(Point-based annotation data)
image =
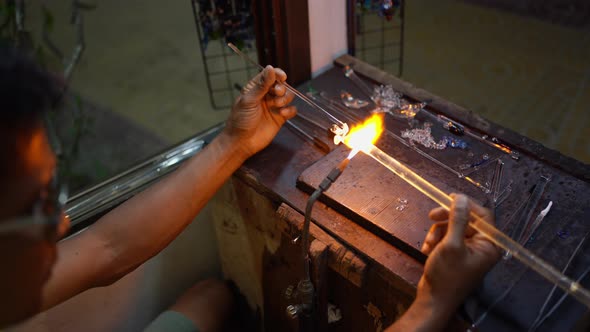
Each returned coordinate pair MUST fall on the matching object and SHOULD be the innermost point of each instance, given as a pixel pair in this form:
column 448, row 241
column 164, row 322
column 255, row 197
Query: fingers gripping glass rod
column 289, row 87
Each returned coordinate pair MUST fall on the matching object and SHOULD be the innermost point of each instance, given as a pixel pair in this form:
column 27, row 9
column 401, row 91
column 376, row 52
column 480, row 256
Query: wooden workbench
column 259, row 216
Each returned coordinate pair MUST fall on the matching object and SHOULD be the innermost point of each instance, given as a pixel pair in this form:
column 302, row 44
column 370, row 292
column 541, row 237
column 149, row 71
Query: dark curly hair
column 26, row 90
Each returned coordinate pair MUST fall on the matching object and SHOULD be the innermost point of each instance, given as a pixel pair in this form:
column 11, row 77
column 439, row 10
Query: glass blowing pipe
column 491, row 232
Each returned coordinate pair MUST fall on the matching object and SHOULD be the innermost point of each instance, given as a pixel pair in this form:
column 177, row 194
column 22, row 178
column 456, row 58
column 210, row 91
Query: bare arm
column 143, row 226
column 459, row 257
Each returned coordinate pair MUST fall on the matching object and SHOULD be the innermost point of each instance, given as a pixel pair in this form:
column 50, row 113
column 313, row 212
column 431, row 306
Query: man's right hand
column 459, row 257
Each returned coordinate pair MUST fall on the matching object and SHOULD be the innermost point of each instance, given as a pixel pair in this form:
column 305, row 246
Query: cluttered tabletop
column 541, row 199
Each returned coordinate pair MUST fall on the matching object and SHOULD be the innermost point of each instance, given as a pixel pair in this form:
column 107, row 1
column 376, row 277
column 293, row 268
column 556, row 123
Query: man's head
column 27, row 164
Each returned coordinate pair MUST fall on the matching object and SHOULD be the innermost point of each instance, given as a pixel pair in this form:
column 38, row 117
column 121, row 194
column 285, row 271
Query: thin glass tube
column 492, row 233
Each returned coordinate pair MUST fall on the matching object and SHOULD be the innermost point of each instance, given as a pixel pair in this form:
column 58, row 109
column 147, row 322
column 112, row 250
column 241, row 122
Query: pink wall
column 327, row 28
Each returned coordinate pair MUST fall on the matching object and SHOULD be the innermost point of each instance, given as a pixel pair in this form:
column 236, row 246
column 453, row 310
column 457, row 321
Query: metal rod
column 289, row 87
column 488, row 230
column 314, row 139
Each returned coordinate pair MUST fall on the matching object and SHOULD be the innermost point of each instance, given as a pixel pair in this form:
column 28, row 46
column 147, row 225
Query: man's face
column 26, row 261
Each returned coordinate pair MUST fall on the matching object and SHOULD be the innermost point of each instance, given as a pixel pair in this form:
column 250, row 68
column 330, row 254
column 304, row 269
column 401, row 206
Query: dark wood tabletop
column 516, row 293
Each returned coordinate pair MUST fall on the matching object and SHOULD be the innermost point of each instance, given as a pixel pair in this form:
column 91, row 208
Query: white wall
column 132, row 302
column 327, row 29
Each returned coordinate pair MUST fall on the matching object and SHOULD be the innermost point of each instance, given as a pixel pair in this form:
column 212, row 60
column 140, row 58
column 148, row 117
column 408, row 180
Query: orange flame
column 361, row 137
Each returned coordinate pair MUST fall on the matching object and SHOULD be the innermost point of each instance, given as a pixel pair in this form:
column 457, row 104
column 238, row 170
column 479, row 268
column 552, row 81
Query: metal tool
column 535, row 225
column 452, row 126
column 354, row 118
column 339, row 128
column 532, row 203
column 497, row 179
column 540, row 317
column 314, row 139
column 477, row 223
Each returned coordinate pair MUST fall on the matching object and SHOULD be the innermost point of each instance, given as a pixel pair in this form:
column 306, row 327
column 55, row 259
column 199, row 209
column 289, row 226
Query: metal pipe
column 289, row 87
column 491, row 232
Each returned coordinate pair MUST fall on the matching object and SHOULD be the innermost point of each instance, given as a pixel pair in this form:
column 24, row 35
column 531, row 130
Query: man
column 40, row 274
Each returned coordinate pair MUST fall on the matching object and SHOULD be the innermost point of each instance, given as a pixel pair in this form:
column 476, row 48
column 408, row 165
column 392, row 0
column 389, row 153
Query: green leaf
column 48, row 19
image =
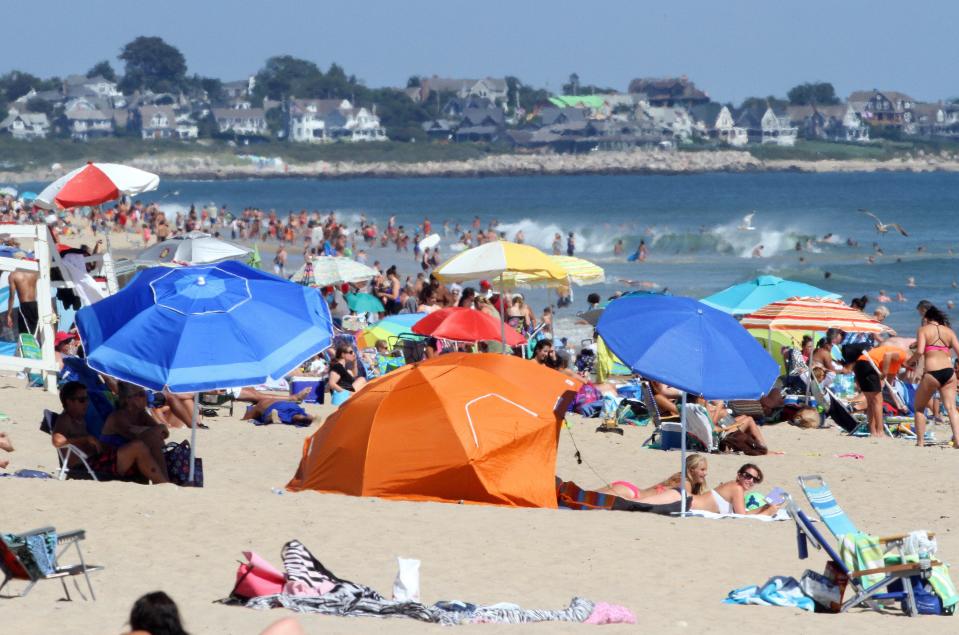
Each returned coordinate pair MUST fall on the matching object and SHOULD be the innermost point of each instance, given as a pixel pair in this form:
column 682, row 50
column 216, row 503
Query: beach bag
column 825, row 592
column 739, row 441
column 177, row 456
column 256, row 578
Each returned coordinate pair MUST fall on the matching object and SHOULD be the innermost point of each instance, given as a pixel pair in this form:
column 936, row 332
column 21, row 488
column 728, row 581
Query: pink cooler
column 315, row 384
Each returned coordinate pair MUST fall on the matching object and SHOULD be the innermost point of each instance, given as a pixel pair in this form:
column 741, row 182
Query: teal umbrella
column 364, row 303
column 754, row 294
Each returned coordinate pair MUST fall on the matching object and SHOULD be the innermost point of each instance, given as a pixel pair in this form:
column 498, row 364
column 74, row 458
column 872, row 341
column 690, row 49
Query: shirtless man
column 132, row 422
column 70, row 427
column 23, row 284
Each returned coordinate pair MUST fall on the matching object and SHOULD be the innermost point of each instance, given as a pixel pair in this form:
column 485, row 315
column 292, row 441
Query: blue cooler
column 315, row 384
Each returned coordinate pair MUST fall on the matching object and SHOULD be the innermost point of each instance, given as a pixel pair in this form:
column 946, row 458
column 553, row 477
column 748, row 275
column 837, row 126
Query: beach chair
column 896, row 580
column 64, row 453
column 16, row 566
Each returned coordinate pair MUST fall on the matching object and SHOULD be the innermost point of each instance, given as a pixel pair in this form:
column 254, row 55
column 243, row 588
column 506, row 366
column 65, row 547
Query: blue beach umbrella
column 754, row 294
column 206, row 327
column 683, row 343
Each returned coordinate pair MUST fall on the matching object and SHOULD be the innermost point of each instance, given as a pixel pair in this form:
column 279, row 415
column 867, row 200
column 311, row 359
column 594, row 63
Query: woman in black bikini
column 935, row 341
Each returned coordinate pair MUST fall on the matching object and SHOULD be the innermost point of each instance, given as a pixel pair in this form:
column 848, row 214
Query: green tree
column 821, row 93
column 152, row 64
column 104, row 70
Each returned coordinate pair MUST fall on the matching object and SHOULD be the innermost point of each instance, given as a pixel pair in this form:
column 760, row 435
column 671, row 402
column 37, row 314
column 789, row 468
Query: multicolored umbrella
column 96, row 183
column 811, row 314
column 388, row 328
column 754, row 294
column 364, row 303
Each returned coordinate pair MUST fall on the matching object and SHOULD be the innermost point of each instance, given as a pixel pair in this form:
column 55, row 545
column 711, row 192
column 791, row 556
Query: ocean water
column 689, row 222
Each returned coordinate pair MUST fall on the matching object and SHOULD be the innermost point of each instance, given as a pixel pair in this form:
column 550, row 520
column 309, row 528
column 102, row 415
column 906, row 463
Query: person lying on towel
column 273, row 410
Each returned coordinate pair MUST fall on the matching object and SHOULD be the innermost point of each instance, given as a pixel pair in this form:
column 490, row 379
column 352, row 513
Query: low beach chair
column 16, row 566
column 895, row 576
column 64, row 453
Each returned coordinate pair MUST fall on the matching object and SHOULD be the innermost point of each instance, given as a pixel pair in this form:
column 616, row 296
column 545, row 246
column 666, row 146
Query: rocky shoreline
column 631, row 162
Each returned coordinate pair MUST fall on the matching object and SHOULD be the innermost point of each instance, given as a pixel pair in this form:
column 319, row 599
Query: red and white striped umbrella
column 96, row 183
column 811, row 314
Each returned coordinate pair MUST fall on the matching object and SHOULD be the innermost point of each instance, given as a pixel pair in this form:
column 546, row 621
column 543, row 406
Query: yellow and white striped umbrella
column 579, row 271
column 500, row 258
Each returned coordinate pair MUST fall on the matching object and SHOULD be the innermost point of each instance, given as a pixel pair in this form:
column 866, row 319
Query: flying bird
column 882, row 227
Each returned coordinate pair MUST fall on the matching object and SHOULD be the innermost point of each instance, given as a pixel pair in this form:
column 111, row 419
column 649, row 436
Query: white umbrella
column 96, row 183
column 327, row 270
column 194, row 248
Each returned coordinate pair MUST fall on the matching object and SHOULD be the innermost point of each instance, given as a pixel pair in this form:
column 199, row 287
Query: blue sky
column 731, row 49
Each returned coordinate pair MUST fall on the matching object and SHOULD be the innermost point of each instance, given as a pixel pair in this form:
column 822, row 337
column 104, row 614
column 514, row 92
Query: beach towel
column 37, row 552
column 863, row 551
column 327, row 594
column 777, row 591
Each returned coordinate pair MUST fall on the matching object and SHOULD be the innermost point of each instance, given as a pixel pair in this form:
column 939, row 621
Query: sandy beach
column 671, row 573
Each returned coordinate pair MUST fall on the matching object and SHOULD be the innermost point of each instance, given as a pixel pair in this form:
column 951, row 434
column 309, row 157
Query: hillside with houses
column 294, row 101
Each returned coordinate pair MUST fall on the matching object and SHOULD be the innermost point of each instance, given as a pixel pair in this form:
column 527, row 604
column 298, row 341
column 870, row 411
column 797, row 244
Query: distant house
column 157, row 122
column 727, row 131
column 481, row 124
column 439, row 129
column 492, row 88
column 243, row 122
column 777, row 129
column 882, row 108
column 829, row 123
column 28, row 125
column 87, row 119
column 325, row 120
column 668, row 92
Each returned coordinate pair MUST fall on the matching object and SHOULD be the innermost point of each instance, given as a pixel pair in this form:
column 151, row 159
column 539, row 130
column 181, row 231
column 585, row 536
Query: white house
column 241, row 121
column 28, row 125
column 87, row 121
column 325, row 120
column 777, row 129
column 727, row 131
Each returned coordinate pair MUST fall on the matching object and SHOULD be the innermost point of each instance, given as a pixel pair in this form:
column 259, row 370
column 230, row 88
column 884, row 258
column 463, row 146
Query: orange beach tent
column 479, row 428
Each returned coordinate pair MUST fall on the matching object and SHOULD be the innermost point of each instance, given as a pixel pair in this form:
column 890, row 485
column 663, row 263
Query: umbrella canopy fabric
column 194, row 248
column 96, row 183
column 205, row 327
column 492, row 259
column 579, row 271
column 754, row 294
column 481, row 428
column 811, row 314
column 389, row 327
column 327, row 270
column 465, row 325
column 688, row 345
column 364, row 303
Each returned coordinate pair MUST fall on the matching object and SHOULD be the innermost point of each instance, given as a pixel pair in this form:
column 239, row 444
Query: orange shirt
column 877, row 354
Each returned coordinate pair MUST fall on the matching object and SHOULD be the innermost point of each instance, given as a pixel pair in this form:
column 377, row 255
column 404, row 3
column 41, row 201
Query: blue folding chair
column 896, row 582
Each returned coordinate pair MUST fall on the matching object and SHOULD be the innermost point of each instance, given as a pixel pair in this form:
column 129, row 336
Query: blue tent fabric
column 683, row 343
column 204, row 327
column 754, row 294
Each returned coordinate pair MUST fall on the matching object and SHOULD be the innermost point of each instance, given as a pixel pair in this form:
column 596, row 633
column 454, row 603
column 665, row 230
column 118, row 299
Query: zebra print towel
column 320, row 591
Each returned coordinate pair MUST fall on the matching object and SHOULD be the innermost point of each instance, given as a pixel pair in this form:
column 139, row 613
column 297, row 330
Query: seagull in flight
column 882, row 227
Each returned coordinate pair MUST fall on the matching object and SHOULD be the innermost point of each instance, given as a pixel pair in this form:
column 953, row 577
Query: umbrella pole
column 196, row 417
column 682, row 468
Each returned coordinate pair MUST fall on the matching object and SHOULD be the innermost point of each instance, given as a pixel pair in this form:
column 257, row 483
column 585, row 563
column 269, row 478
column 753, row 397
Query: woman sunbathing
column 696, row 468
column 728, row 497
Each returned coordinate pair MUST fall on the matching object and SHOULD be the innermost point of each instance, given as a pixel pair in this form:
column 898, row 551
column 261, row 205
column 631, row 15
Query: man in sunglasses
column 123, row 462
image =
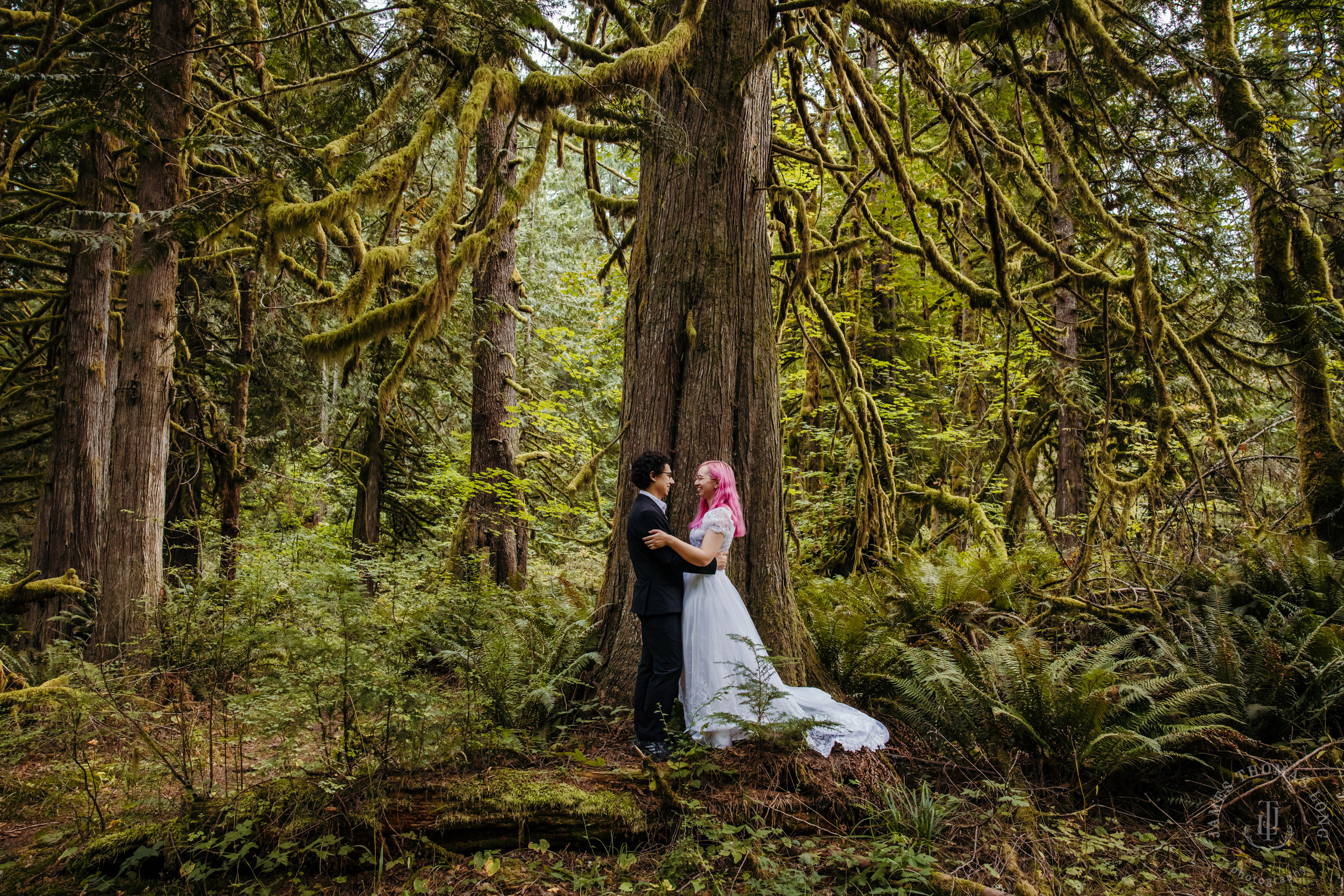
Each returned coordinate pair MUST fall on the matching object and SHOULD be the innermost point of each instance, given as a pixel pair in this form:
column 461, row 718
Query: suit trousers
column 660, row 676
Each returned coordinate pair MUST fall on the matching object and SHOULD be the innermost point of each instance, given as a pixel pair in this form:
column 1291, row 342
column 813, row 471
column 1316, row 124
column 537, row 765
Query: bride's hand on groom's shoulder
column 657, row 539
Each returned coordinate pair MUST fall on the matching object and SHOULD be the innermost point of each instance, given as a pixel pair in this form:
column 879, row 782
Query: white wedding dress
column 711, row 614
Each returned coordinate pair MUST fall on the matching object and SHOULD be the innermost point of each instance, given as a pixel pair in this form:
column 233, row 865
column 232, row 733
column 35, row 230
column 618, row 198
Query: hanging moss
column 468, row 256
column 621, row 207
column 337, row 149
column 373, row 324
column 588, row 131
column 639, row 66
column 380, row 183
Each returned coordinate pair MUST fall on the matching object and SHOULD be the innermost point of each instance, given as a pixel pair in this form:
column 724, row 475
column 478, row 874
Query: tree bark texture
column 492, row 515
column 1071, row 458
column 369, row 500
column 1292, row 277
column 73, row 510
column 232, row 477
column 700, row 372
column 139, row 461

▸ **Given task**
Please locate every line in the entries above that contains the word "umbrella" and copy each one, matching case.

▸ **The output**
Query: teal umbrella
Query: blue beach umbrella
Query: multicolored umbrella
Query: red and white striped umbrella
Query: yellow and white striped umbrella
Query: white umbrella
Query: umbrella canopy fabric
Query: umbrella pole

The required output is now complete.